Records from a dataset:
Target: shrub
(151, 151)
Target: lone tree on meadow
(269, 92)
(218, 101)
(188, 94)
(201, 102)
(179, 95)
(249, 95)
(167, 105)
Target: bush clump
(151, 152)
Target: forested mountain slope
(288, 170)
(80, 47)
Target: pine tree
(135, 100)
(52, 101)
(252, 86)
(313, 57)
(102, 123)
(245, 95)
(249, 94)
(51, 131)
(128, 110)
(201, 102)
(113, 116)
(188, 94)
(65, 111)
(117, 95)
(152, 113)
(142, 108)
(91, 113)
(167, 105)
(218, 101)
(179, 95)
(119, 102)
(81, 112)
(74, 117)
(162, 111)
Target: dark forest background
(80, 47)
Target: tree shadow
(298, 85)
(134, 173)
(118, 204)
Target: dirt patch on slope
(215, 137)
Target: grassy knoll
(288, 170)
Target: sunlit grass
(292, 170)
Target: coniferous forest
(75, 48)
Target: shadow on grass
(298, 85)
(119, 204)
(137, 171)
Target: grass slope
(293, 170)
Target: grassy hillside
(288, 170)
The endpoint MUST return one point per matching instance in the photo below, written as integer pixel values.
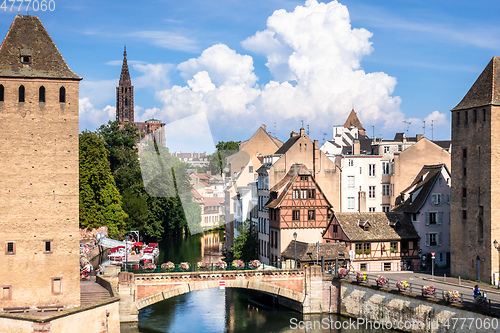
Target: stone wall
(411, 313)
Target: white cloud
(91, 117)
(314, 57)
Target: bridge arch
(287, 285)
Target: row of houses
(386, 201)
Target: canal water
(229, 310)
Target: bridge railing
(423, 289)
(210, 267)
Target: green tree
(100, 201)
(246, 244)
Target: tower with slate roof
(39, 227)
(475, 173)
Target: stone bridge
(298, 289)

### WHAT IS REQUIRED
The "Target: green tree" line through the last line above: set these down exactly and add nothing else.

### THE ANSWER
Target: green tree
(100, 201)
(246, 244)
Target: tower with slate roof
(39, 227)
(475, 173)
Target: stone bridge
(298, 289)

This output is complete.